▶ **Work instruction**
In the copy, every record below must appear exactly as given, and no picture may appear.

▶ **Excerpted data**
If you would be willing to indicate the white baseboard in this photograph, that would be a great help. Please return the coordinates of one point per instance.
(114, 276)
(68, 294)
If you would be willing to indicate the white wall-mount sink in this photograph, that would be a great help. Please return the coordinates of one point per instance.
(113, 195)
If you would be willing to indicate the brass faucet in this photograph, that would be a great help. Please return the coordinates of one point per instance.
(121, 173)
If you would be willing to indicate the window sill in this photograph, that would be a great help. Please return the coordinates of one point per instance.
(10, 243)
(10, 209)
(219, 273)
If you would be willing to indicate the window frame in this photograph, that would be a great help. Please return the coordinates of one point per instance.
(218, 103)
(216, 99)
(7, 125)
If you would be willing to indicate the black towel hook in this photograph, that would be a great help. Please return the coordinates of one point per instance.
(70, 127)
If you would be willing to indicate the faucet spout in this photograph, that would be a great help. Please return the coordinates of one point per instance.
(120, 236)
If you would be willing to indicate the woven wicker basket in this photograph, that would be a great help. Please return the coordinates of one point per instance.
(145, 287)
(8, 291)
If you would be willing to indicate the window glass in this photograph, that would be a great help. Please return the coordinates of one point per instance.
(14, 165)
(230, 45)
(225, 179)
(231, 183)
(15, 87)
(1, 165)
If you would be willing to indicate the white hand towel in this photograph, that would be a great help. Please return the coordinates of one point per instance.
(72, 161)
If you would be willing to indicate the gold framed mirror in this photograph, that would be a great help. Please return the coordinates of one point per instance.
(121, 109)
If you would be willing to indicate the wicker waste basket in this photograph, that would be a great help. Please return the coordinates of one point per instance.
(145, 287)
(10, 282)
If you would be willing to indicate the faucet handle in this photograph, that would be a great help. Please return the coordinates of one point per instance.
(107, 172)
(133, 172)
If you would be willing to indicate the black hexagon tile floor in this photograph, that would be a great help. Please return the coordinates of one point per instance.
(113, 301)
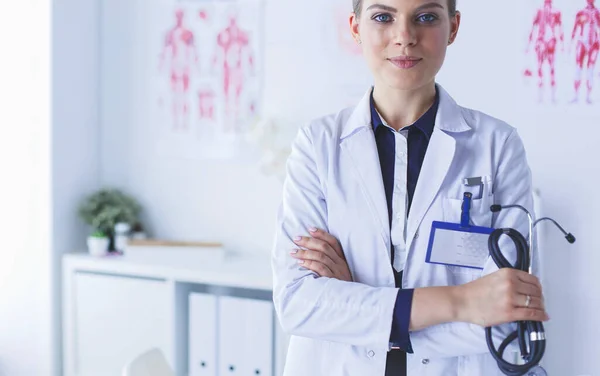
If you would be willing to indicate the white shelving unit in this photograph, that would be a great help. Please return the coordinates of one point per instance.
(202, 309)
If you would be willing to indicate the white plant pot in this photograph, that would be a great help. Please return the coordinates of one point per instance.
(98, 246)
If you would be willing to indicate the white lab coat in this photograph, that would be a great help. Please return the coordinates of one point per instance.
(334, 182)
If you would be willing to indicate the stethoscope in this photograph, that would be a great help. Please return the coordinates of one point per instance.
(530, 334)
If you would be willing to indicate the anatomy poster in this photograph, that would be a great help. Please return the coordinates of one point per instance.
(348, 70)
(562, 42)
(209, 76)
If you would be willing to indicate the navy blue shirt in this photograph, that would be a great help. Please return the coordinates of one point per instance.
(419, 135)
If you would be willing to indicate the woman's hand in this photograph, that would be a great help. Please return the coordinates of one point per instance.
(502, 297)
(323, 254)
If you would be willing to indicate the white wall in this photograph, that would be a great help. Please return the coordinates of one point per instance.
(75, 134)
(25, 222)
(233, 203)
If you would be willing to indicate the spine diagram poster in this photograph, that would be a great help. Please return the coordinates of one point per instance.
(563, 43)
(209, 76)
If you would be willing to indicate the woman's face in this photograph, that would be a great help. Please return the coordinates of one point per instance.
(404, 41)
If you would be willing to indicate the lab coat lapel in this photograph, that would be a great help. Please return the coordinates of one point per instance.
(436, 164)
(359, 147)
(438, 160)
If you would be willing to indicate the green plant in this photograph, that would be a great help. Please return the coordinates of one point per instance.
(107, 207)
(98, 234)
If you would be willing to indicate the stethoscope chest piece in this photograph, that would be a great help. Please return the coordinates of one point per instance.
(537, 371)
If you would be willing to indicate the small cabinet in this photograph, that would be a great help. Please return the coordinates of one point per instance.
(116, 318)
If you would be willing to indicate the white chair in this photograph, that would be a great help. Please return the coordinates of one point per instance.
(150, 363)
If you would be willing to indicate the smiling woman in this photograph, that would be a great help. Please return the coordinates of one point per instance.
(353, 283)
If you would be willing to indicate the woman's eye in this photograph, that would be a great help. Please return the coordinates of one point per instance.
(427, 18)
(383, 18)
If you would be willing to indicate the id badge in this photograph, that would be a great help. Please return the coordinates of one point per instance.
(459, 244)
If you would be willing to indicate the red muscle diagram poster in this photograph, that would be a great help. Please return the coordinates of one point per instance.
(209, 73)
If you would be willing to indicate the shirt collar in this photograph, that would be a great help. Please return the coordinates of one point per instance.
(425, 123)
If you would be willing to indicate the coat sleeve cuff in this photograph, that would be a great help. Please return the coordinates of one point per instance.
(399, 336)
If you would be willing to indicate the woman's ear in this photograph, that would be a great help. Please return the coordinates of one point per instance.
(354, 29)
(454, 26)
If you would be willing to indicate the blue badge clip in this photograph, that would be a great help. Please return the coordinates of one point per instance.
(465, 218)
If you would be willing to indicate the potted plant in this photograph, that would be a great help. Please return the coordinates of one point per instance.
(98, 243)
(103, 209)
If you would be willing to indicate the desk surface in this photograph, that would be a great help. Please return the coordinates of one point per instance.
(211, 266)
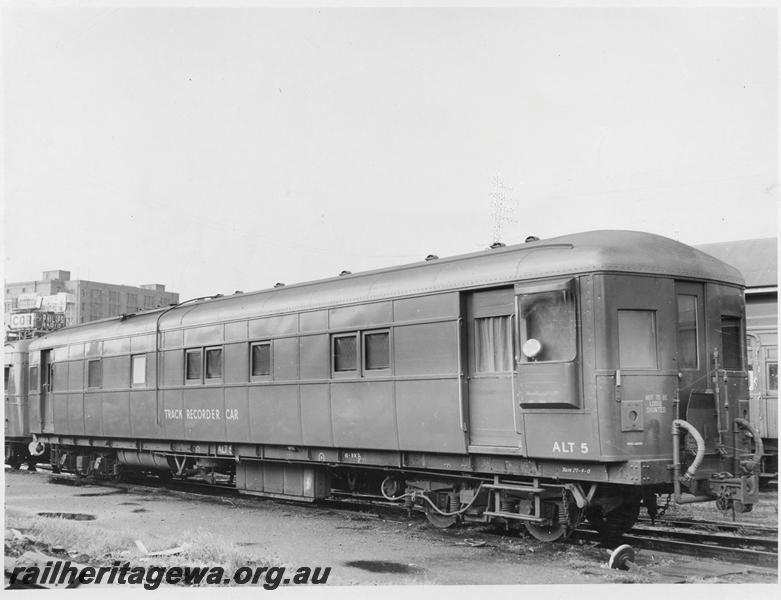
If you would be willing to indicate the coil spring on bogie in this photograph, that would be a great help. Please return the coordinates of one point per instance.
(506, 503)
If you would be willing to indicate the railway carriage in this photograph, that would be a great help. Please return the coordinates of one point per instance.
(532, 384)
(17, 424)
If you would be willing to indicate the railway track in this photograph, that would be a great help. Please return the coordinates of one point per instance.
(737, 543)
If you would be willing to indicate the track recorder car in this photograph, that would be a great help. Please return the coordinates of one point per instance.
(532, 384)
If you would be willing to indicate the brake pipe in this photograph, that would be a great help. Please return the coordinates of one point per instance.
(759, 447)
(681, 498)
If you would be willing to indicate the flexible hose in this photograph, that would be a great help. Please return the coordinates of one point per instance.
(681, 424)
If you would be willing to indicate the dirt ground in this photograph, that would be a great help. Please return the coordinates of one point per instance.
(363, 548)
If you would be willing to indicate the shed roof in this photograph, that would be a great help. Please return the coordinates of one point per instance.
(756, 259)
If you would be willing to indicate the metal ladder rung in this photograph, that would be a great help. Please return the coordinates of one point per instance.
(520, 517)
(513, 488)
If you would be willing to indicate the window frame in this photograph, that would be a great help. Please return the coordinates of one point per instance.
(655, 324)
(351, 373)
(204, 372)
(265, 376)
(741, 339)
(99, 362)
(133, 383)
(376, 372)
(193, 380)
(521, 290)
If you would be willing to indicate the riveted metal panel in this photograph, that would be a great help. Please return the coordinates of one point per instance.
(172, 414)
(173, 339)
(285, 360)
(561, 435)
(173, 367)
(316, 415)
(375, 313)
(435, 306)
(364, 415)
(142, 343)
(200, 336)
(75, 416)
(143, 415)
(236, 362)
(75, 374)
(236, 332)
(204, 414)
(427, 413)
(271, 326)
(315, 356)
(116, 346)
(116, 413)
(116, 372)
(237, 414)
(426, 349)
(93, 414)
(316, 320)
(275, 416)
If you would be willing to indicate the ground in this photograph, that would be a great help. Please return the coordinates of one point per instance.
(361, 548)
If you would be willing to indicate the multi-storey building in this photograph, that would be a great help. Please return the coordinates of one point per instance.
(82, 300)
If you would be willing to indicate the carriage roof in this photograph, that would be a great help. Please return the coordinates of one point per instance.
(594, 251)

▶ **Solution to this exercise**
If you would be willing to indicate the white baseboard in this photograph, that would be a great help. Please return the coordinates of one point per instance.
(114, 276)
(68, 294)
If you would be willing to indicate the white wall-mount sink in this photograph, that would be a great help. Please return the coordinates of one point per instance.
(113, 195)
If you would be willing to indicate the brass faucet in this photograph, that would be a great help. Please return the coordinates of one point per instance.
(121, 173)
If you would be willing to indicate the window sill in this photograph, that would be a great help. Please return the coordinates of one point per instance.
(10, 243)
(10, 209)
(219, 273)
If you would be willing to indicate the window frame in this photograph, that would be a great help. Please return the coordinates of one point per instance.
(218, 103)
(216, 99)
(7, 125)
If you would be willing to indicate the black towel hook in this photograph, that would be a great help. Please return the coordinates of one point per instance.
(70, 127)
If you would be willing to indicate the faucet spout in this photograph, that would be a great help. Please return the coordinates of one point per instance.
(120, 236)
If you would be willing to indicate the woven wicker basket in this photograph, that would be a great help. Please return the coordinates of one point per instance.
(145, 287)
(8, 291)
If you would be willing to indicate the window glass in this photograph, that would be a great help. Please return the coordinates of one point per instance.
(14, 165)
(230, 45)
(225, 179)
(231, 183)
(15, 87)
(1, 165)
If you would be willing to indicate the white hand towel in this photograph, that would be a great help. Please return the coordinates of one point per instance.
(72, 161)
If you would be willing to indicate the gold framed mirror in this photograph, that would be a great help. Please return the coordinates of one point per instance.
(121, 109)
If you would be willing to indicate the wicker waste basket in this photograph, that would be a great help. Please return the coordinates of one point per instance.
(145, 287)
(10, 282)
If you would be willing to indicate the faucet handle in this photograph, that would be a great help. Please return the coordinates of one point per instance.
(107, 172)
(133, 172)
If you would be willing to indicate the black hexagon tile floor in this photograph, that would be a great help. Please return the coordinates of one point per instance.
(113, 301)
If you would be willing to indicate the white shelving unit in this photograph, that would be a great help. Please return the coordinates of one point per instance.
(202, 309)
If you would be willing to indicate the white plant pot in this photograph, that would be a great help. Please return the coordinates of one point per instance.
(98, 246)
If you would be willing to indicate the white lab coat in this photograph, that would be a great help. Please return the coordinates of one point per instance.
(334, 182)
If you would be willing to indicate the stethoscope in this photograph, that would be a great help. Please return the coordinates of one point per instance.
(530, 334)
If you would be willing to indicate the anatomy poster in this photograph, that would be a great help. Please return the coordinates of one point per instance.
(348, 70)
(562, 42)
(209, 76)
If you would be willing to indicate the navy blue shirt in this photograph, that would be a great help. Please return the coordinates of one point per instance.
(419, 135)
If you would be willing to indicate the woman's hand in this photograph, that would be a great help. Please return the coordinates of one point per instance.
(502, 297)
(323, 254)
If you would be willing to indicate the white wall in this photograph, that would be a great help. Please return the coordinates of one point per instance.
(75, 134)
(25, 222)
(233, 203)
If you would be willing to indicate the spine diagram poster in this photograph, that would be a great help. Please return the coordinates of one point per instance.
(563, 43)
(209, 76)
If you would be willing to indicate the woman's face in this photograph, that would be a great help. Please return the coordinates of one point per instance.
(404, 41)
If you would be willing to indicate the lab coat lapel in this photograph, that would be a great help. Please return the coordinates of one point per instance.
(436, 164)
(359, 147)
(438, 160)
If you would be willing to indicate the green plant in this photograph, that would be a great help. Please return the coordinates of one point per instance.
(107, 207)
(98, 234)
If you would be willing to indicate the stethoscope chest piece in this photograph, that would be a great help. Please return the coordinates of one point per instance.
(537, 371)
If you would be willing to indicate the small cabinet in this photograph, that would be a great help. Please return the coordinates of one point per instance.
(116, 318)
If you would be willing to indicate the white chair in this photograph, that would be a great help. Please return the coordinates of one point per instance.
(150, 363)
If you would be willing to indicate the smiling woman in this photograph, that would be a great help. Please return the coordinates of one point per instance.
(353, 283)
If you would be willing to indicate the woman's eye in this photograph, that would be a great help. Please return the coordinates of one point per instance.
(427, 18)
(383, 18)
If you would be willing to indicate the id badge in this photograph, that would be a great help. Please return the coordinates of one point per instance.
(459, 244)
If you would be willing to indicate the red muscle diagram poster in this photograph, that would be a great help. Please return the coordinates of one point per instance.
(209, 73)
If you would be willing to indicate the shirt collar in this photograph, that would be a great help. Please return the coordinates of one point per instance.
(425, 123)
If you would be willing to indicate the coat sleeve cuff in this photograph, that would be a great help. Please return the coordinates of one point per instance.
(399, 336)
If you would be willing to indicate the woman's ear in this photograph, that would be a great help. Please return the coordinates of one point per instance.
(354, 29)
(454, 26)
If you would be willing to indicate the blue badge clip in this photograph, that would be a great help. Please return the coordinates of one point per instance.
(465, 218)
If you would be willing to indicate the potted plant in this photograph, that would be a great help. Please return the coordinates of one point per instance.
(98, 243)
(103, 209)
If you would be willing to indicate the desk surface in this photograph, that would be a great help. Please return the coordinates of one point per instance.
(211, 266)
If you would be willing to indicate the coil spring on bogie in this photograph, that would be a great help. Please return the coordinates of one point per instance.
(506, 503)
If you would be willing to indicate the railway carriage in this photograph, that would be a great help. Please return the coordinates of one point per instance.
(532, 384)
(17, 424)
If you would be willing to indicate the railway track in this photograph, that would be a great help. Please return the coordinates of one point per instance.
(737, 543)
If you would be willing to indicate the track recorder car in this photograph, that would be a great help. Please return the coordinates of one point per instance.
(532, 384)
If you would be willing to indicate the brake pipe in this photograph, that would be a great help. Please return the coordinates of one point per instance.
(759, 447)
(681, 498)
If you would be willing to indicate the flexible hose in this photograph, that would be a great help. Please return the coordinates of one point per instance.
(681, 424)
If you would be willing to indicate the dirt ground in this photograph, that would be a great help. Please return the coordinates of one point per instance.
(363, 548)
If you would be willing to indicate the shed roof in this photograph, that would be a great help. Please return the coordinates of one point per instance.
(756, 259)
If you would be willing to indicate the metal ladder rung in this photograph, that would be a great help. Please return the coordinates of one point per instance.
(520, 517)
(513, 488)
If you would be willing to indicate the window frame in this photograph, that would be a great help. Please return the coordinates of one point per instance.
(655, 324)
(351, 373)
(204, 372)
(265, 376)
(741, 339)
(99, 362)
(133, 383)
(376, 372)
(193, 380)
(521, 290)
If you would be willing to indicate the riveted metal panel in this photograph, that would be a great help. Please return the coordinates of one point per instance.
(172, 414)
(173, 339)
(285, 360)
(561, 435)
(173, 367)
(316, 415)
(375, 313)
(435, 306)
(364, 415)
(142, 343)
(200, 336)
(75, 416)
(143, 415)
(236, 362)
(75, 374)
(236, 332)
(204, 414)
(427, 413)
(271, 326)
(315, 356)
(116, 346)
(116, 413)
(116, 372)
(237, 414)
(426, 349)
(93, 414)
(316, 320)
(275, 416)
If you would be willing to indicate the ground in this photograph, that would be a great help. Please return the coordinates of one point per instance.
(361, 548)
If you would be willing to indicate the multi-storey building in this photograph, that would be a great help. Please return the coordinates of one point per instance.
(82, 300)
If you would be willing to indicate the carriage roof in this photograph, that would be a great help. Please return the coordinates of one point per instance.
(594, 251)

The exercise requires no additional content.